* **YOUR GOAL**
Print the listing below only from the line that has "Target: headset with microphone" through the line that has "Where can the red", exactly, and drop any picture.

* **PROVIDED DATA**
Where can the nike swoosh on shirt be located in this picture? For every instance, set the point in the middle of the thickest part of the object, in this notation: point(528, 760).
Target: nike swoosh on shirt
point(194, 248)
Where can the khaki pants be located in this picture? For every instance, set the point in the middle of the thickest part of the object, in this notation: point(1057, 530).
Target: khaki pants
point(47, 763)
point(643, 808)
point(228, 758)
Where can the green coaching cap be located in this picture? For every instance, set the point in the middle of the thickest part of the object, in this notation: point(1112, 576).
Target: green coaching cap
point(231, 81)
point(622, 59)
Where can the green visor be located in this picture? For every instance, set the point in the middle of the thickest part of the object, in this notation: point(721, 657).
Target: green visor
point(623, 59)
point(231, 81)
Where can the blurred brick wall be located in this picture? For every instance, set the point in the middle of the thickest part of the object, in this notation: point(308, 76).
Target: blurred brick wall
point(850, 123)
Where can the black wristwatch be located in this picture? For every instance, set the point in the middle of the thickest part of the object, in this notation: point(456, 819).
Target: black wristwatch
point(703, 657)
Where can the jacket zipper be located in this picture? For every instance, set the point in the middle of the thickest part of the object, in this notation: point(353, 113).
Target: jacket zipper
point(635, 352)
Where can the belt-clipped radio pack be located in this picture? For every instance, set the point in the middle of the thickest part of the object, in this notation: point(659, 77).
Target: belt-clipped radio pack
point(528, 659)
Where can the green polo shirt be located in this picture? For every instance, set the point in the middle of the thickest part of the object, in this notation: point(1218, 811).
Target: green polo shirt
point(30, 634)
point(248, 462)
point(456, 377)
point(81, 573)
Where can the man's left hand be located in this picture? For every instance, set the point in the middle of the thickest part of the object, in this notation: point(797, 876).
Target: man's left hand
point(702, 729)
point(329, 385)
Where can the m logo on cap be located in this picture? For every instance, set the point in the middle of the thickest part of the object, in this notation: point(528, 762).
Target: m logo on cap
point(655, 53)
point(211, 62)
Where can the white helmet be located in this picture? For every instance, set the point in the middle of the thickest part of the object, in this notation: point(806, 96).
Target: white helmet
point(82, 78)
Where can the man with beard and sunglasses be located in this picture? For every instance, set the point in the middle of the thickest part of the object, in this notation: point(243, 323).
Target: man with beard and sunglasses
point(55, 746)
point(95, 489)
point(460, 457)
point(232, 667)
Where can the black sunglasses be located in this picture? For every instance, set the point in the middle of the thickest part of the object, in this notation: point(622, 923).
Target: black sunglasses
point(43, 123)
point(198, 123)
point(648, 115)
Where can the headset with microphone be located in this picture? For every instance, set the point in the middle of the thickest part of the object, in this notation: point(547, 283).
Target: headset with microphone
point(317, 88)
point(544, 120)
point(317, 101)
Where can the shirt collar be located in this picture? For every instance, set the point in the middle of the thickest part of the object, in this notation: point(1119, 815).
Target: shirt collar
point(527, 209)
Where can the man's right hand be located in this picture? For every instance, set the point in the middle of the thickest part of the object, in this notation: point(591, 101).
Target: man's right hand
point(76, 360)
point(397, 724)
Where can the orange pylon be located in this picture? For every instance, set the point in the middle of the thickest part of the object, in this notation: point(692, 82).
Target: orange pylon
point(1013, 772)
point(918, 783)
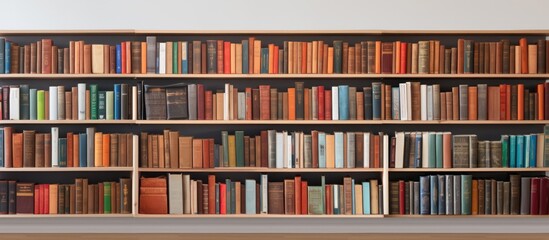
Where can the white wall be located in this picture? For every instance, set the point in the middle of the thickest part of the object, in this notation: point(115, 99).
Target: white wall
point(275, 14)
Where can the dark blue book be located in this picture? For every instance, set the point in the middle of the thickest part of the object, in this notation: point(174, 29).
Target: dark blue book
point(343, 102)
point(118, 59)
point(425, 198)
point(117, 100)
point(82, 149)
point(245, 61)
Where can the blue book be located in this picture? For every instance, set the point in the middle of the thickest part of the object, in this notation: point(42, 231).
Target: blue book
point(264, 60)
point(250, 196)
point(245, 61)
point(520, 151)
point(321, 150)
point(2, 147)
point(117, 90)
point(32, 104)
point(513, 151)
point(7, 58)
point(2, 53)
point(338, 139)
point(366, 197)
point(434, 194)
point(417, 152)
point(82, 149)
point(376, 101)
point(343, 102)
point(533, 150)
point(118, 59)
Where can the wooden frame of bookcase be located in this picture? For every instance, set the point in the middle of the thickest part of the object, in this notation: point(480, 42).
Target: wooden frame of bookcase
point(136, 170)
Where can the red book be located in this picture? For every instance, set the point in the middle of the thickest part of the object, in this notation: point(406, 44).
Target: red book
point(249, 103)
point(297, 189)
point(46, 193)
point(304, 198)
point(222, 198)
point(403, 52)
point(227, 58)
point(320, 102)
point(534, 196)
point(123, 58)
point(502, 102)
point(328, 105)
point(544, 196)
point(200, 101)
point(211, 194)
point(401, 197)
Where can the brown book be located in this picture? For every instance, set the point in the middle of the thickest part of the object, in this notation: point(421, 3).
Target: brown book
point(153, 197)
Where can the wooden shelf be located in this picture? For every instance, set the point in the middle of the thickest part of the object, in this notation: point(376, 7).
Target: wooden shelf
point(430, 170)
point(264, 170)
point(69, 169)
point(270, 76)
point(253, 216)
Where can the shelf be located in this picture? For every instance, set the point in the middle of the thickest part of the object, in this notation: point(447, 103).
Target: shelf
point(69, 169)
point(431, 170)
point(268, 76)
point(262, 170)
point(253, 216)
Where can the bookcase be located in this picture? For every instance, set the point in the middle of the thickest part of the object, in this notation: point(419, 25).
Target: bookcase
point(385, 174)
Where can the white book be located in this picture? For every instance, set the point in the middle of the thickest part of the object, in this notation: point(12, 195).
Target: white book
point(54, 147)
point(403, 103)
point(53, 103)
point(366, 150)
point(335, 103)
point(399, 150)
point(14, 103)
point(409, 100)
point(226, 102)
point(423, 98)
point(430, 102)
point(82, 102)
point(162, 58)
point(279, 150)
point(425, 150)
point(134, 103)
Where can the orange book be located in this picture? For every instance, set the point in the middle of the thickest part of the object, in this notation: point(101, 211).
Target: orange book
point(106, 150)
point(291, 103)
point(378, 57)
point(472, 102)
point(520, 102)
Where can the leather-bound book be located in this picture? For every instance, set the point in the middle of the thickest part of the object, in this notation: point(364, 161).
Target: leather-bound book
point(153, 197)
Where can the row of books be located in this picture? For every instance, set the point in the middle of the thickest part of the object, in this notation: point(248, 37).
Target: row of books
point(19, 102)
point(462, 195)
point(318, 149)
point(253, 56)
point(405, 101)
point(442, 150)
point(179, 194)
point(90, 149)
point(81, 197)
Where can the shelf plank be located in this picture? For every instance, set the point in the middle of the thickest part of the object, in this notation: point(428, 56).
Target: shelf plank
point(430, 170)
point(261, 170)
point(69, 169)
point(271, 76)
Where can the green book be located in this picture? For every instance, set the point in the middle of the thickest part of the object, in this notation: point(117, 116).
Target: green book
point(106, 197)
point(239, 135)
point(102, 112)
point(32, 103)
point(93, 101)
point(504, 150)
point(40, 105)
point(109, 105)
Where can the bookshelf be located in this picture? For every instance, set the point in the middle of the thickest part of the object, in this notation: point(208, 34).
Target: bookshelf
point(209, 128)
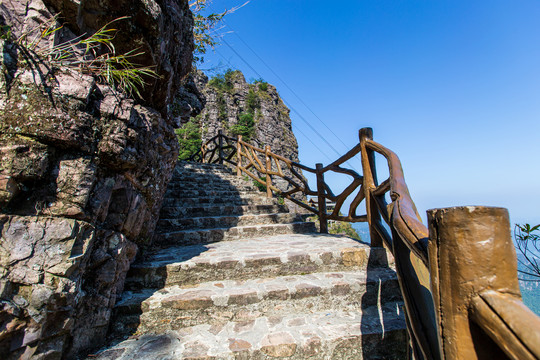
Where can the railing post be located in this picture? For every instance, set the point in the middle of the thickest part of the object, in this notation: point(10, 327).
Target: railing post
point(470, 252)
point(220, 150)
point(268, 169)
point(239, 156)
point(370, 183)
point(321, 190)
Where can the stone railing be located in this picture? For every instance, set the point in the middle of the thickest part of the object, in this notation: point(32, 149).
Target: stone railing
point(458, 279)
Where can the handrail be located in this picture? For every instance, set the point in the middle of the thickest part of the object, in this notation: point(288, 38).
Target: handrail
point(439, 305)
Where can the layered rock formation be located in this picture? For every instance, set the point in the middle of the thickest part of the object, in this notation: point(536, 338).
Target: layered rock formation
point(83, 169)
point(224, 107)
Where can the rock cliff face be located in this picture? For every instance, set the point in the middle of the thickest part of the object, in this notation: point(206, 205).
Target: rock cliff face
point(229, 98)
point(225, 104)
point(83, 169)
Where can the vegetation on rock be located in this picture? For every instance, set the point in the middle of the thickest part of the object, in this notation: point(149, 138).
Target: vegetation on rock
point(244, 126)
point(90, 54)
point(189, 138)
point(528, 244)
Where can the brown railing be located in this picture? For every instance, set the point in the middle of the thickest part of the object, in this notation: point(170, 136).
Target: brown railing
point(458, 280)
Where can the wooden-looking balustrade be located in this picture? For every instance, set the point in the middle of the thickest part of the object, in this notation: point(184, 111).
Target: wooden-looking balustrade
point(458, 280)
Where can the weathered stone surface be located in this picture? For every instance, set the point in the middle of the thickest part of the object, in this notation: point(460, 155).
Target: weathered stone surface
point(160, 30)
point(83, 169)
point(280, 344)
point(222, 110)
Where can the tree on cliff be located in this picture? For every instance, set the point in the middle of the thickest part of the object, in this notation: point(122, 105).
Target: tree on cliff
point(206, 27)
point(528, 244)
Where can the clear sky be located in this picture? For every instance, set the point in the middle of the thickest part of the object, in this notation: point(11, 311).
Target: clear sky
point(452, 86)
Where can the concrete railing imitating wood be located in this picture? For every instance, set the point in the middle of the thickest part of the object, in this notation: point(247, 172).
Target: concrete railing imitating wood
point(458, 280)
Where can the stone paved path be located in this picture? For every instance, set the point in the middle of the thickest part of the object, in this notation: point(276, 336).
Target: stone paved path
point(262, 296)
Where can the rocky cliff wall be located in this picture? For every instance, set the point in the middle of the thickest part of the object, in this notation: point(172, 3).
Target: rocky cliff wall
point(231, 97)
point(83, 169)
point(225, 104)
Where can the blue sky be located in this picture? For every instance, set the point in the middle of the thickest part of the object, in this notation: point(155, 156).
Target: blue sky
point(453, 87)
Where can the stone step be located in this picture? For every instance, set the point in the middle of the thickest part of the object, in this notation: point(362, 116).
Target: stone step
point(192, 185)
point(202, 192)
point(218, 302)
point(189, 166)
point(209, 179)
point(241, 199)
point(214, 176)
point(290, 254)
point(226, 221)
point(211, 235)
point(372, 333)
point(216, 210)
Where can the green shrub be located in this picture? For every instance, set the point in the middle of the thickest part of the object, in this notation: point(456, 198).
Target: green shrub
point(261, 84)
point(245, 126)
point(189, 138)
point(223, 82)
point(252, 102)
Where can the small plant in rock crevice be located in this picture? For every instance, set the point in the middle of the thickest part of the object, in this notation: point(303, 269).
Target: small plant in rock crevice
point(89, 54)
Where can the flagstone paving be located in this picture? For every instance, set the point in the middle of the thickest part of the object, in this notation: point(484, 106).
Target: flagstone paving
point(296, 294)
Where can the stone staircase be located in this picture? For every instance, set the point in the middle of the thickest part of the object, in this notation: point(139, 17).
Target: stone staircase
point(236, 276)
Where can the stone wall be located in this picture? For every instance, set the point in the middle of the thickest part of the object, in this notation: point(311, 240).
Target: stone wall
point(83, 170)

* **SOLUTION TO THIS EXERCISE**
Target: headset with microphone
point(317, 88)
point(544, 120)
point(317, 101)
Where can the shirt collar be located in this picture? For every instance, set the point in the middle of the thickest part of the object, in this notation: point(1119, 815).
Target: shirt collar
point(527, 209)
Where can the man's right hand be located in this picture? For every instance, set the point in the middle of the thickest part of the object, in this notation: point(591, 101).
Target: man's right hand
point(76, 360)
point(397, 724)
Where can the orange pylon be located in this picture? For every instance, set the point in the middle of the thickest part of the object, in this notation: point(692, 82).
Target: orange pylon
point(1013, 772)
point(918, 783)
Where can the white wall be located in this picture? For every instance, set the point in the middle of the thickest part of the object, in this notation: point(115, 99).
Target: white wall
point(275, 14)
Where can the dark blue book be located in this picture? For every instance, set the point in the middle of the thickest part of the object, in this notation: point(174, 29).
Target: dark blue book
point(343, 102)
point(118, 59)
point(425, 198)
point(117, 100)
point(82, 149)
point(245, 61)
Where can the blue book be located in this picture? For every instance, set the point in the middle of the thickest part of the object, in this notation: point(42, 231).
Target: blue book
point(264, 60)
point(250, 196)
point(245, 61)
point(520, 151)
point(321, 150)
point(2, 147)
point(117, 90)
point(32, 104)
point(513, 151)
point(7, 58)
point(2, 53)
point(338, 139)
point(366, 197)
point(434, 194)
point(417, 152)
point(82, 149)
point(376, 101)
point(343, 102)
point(533, 150)
point(118, 59)
Where can the wooden frame of bookcase be located in this picture? For every instance, set the point in the middle of the thickest part of the object, in this notation: point(480, 42).
Target: wooden frame of bookcase
point(136, 170)
Where can the red book be located in this picture? For every instance, set the point in the middle of the thickest part of the object, in this notation: point(406, 44).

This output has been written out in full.